**Exercice court 1**
Rassemblez toutes les lignes des enregistrements ci-dessous où figure le mot « head », en les recopiant intégralement.

**Passage de texte**
3. Une Vache céleste entre Vie et Mort.
Hathor a été identifiée aux différentes vaches cosmiques célestes –encore un point commun avec la déesse irlandaise Brighid qui apparaît également liée au symbole de la vache blanche- qui, chaque matin, accouchent du soleil. Elle est donc devenue, de ce fait et de manière assez paradoxale, une déesse-mère mais également une déesse des morts auxquels elle peut promettre la renaissance. Aussi les morts désirent-ils être reçus dans l’escorte d’Hathor au moment de mourir.
Les suivantes de la déesse sont appelées les Sept Hathor avec lesquelles la déesse constitue l’ogdoade féminine qui nourrit les nouveaux nés et fixe leur destin. De fait, les Sept Hathor étaient réputées présider aux accouchements et pouvoir prédire l’avenir des nouveaux nés. Mais si la vache céleste Hathor nourrit les vivants de son lait, elle nourrit également les morts avec la nourriture céleste qu’elle transporte sur son dos, fonction symbolisée par le sycomore, d’où la déesse tire son nom de « Dame du sycomore ». On nomme aussi Hathor « Dame du devenir au commencement » ou encore « Celle qui est au-devant des dieux ». Sous son aspect nourricier, Hathor « mère du Soleil », était également considérée comme la nourrice de pharaon et la protectrice des femmes.
On le voit, Hathor apparaît donc clairement comme une divinité à deux visages, tournée tant vers le temporel que le spirituel.
4. Visualisation et attributs.
4.1. On représente parfois Hathor sous la forme d’une vache sauvage (ou à tête de vache entre les cornes de laquelle irradie un soleil, à oreilles de vache…) fréquentant les rives marécageuses du Nil. Elle porte le disque solaire qui rappelle son rôle de mère de Rê, de même qu’un pendentif en forme de nénuphar –que l’on confond souvent avec le lotus-, fleur considérée comme le lieu de naissance du soleil de la création, ce qui peut renvoyer à son rôle primordial de vache céleste et n’est pas sans rappeler le mythe hindou de la naissance du dieu Brahma dans une fleur de lotus justement.

Lignes de données sur la position des objets:
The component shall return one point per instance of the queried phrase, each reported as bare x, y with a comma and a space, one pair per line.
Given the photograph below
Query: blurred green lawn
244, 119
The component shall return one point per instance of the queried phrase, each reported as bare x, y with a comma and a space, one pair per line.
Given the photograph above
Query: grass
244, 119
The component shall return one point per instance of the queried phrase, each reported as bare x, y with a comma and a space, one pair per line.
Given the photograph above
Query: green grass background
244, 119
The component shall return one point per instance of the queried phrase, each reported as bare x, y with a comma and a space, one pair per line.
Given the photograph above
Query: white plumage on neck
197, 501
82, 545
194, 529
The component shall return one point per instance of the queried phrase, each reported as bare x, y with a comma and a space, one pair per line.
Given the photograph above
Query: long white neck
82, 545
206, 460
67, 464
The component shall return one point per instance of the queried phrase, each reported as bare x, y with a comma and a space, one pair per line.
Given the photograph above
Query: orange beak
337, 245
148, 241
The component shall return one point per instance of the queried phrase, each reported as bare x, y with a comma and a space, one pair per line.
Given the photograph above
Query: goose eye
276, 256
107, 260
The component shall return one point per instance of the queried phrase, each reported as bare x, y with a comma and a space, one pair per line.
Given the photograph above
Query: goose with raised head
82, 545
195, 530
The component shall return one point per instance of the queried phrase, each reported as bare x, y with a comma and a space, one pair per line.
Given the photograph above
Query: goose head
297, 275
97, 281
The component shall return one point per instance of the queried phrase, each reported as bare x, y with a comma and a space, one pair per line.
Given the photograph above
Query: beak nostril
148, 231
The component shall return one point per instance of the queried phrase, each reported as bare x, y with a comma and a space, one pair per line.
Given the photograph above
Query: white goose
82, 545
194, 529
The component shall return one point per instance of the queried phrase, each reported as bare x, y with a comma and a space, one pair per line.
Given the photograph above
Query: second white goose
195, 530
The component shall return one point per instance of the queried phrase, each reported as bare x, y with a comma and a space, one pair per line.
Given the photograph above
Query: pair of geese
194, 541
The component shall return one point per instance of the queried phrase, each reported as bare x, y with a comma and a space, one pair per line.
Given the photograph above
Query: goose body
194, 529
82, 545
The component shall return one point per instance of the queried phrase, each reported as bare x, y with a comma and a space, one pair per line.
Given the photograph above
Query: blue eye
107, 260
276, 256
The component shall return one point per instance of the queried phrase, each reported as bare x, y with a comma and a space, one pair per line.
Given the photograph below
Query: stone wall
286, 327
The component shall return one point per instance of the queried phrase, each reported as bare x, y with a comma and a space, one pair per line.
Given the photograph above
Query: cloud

**Exercice court 2**
Donnez la suite du texte sur la déesse Hathor présenté plus haut, à partir de sa dernière phrase.

**Résultat 1**
Query: goose with raised head
Query: goose head

**Résultat 2**
4.2. Hathor est parfois représentée (Musées Royaux d’Art et d’Histoire de Bruxelles, environ 350 avant l’ère chrétienne) avec un visage de face et deux de profil, accompagné d’un personnage se tenant à ses côtés. Peut-être cette visualisation renvoie-t-elle à Hathor sous sa forme de déesse triple.
4.3. Hathor est parfois représentée un sistre à la main, cet instrument étant supposé posséder le pouvoir de chasser les démons et les mauvais esprits.
4.4. La nature réelle de la déesse, invisible, ne pouvait, quant à elle, être connue que par un nombre limité d’initiés.
5. Les sanctuaires d’Hathor.
5.1. A Abou Simbel, un petit temple était dédié à Hathor et Néfertari, l’épouse préférée de Ramsès II.
5.2. A Deir el-Bahari, Hathor était honorée, comme nous l’avons dit, sous la forme d’une vache sauvage et était représentée par l’iconographie funéraire de la montagne thébaine dont elle était la déesse tutélaire, parmi un fourré de papyrus des bas-fonds marécageux des rives du Nil.
5.3. A Thèbes, Hathor était la patronne de la rive montagneuse des morts. Elles protégeaient ces derniers à leur arrivée dans le nouveau monde.
5.4. A Memphis, la déesse était réputée habiter un sycomore sacré, arbre traditionnellement considéré comme un protecteur des défunts, à proximité du temple de Ptah.
5.5. C’est le temple de Dendérah, à une soixantaine de kilomètres au nord de Louxor, qui fut le principal sanctuaire d’Hathor, et ce dès les premières dynasties. Les colonnes de ce temple la montrent sous son aspect nourricier. De fait, la déesse apportait à tous ceux qui pénétraient dans son temple, une nourriture terrestre et un enseignement spirituel. C’est également la statue qui se trouvait dans ce temple qui, tous les ans, le quittait pour plusieurs jours, afin de célébrer son divin mariage avec Horus l’Ancien, à Edfou. Le pèlerinage durait plusieurs jours, en cortège de barques, sur les 170 kilomètres qui séparaient Dendérah d’Edfou. Sur le chemin du retour, la déesse s’arrêtait à Karnak pour aller à la rencontre de Mout, à Kôm Mer pour visiter Anoukis et à Hiérakonpolis, pour rencontrer Horus le Jeune.
5.6. En outre, les villes d’Itfou et d’Atfih furent également consacrées à Hathor, qui fut aussi vraisemblablement vénérée dans les régions africaines bordant la mer Erythrée jusqu’à la pointe de la côte des Somalis.
6. Hathor serait-elle le Veau d’Or ?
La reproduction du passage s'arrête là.